== Work required ==
Output the lines starting at the one containing "Objective — indicate one point on every instance of the clear" and ending at the last line as a two-column CSV with headers text and answer. Each row pairs one instruction line with the coordinate lines after it, and both fields are quoted with line breaks replaced by spaces.

(Rows from a pointing dataset)
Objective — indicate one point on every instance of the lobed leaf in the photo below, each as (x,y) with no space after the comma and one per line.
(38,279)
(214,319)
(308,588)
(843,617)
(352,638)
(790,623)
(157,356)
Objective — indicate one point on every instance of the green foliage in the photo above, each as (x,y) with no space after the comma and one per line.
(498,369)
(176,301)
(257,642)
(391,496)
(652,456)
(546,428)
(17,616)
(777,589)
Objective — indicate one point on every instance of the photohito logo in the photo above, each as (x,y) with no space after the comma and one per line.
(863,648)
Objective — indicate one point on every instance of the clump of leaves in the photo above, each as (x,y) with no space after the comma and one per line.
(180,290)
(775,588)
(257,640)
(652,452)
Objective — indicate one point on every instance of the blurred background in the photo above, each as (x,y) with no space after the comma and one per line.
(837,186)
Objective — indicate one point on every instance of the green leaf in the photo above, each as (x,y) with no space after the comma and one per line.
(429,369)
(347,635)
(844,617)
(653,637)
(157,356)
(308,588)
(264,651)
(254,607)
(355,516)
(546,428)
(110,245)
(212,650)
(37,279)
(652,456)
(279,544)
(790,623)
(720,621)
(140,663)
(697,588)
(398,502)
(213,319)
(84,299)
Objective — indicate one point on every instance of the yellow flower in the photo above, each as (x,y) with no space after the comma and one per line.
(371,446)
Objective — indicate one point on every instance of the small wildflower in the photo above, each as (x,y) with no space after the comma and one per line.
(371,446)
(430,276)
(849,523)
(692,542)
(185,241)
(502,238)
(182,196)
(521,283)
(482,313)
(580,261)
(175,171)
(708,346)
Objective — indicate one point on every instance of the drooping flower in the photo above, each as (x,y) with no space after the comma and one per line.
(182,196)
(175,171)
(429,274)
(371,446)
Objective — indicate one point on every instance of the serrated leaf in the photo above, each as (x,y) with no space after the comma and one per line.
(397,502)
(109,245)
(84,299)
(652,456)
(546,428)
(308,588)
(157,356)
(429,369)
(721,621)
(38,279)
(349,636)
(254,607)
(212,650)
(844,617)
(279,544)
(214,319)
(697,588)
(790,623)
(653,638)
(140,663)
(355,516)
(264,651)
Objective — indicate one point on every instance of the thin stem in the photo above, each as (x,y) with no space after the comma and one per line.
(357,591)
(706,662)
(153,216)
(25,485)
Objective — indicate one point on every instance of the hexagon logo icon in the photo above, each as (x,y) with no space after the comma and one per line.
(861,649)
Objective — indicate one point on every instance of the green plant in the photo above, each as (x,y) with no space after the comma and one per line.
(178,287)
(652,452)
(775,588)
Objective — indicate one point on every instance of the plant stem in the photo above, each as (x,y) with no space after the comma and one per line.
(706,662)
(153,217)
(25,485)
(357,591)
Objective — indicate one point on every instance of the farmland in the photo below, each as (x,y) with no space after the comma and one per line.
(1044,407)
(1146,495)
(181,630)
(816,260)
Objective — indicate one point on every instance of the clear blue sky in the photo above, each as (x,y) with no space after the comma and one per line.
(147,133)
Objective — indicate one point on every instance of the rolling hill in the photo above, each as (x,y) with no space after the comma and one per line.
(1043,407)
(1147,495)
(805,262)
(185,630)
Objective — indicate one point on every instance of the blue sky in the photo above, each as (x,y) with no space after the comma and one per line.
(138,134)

== Response to the exercise ==
text,answer
"Objective — indicate one point on every instance of the clear blue sky in the photo above, each as (x,y) with no space after the comma and one per line.","(147,133)"
"Objective — indicate one point on every instance of the rolling hill in the photo above, each as (x,y) with no space after the comma and one per line.","(1043,407) (1147,495) (805,262) (185,630)"
"Objective — indicate one point on every instance of the blue sky in the photo above, each as (x,y) with no space after the comma and one per line.","(138,134)"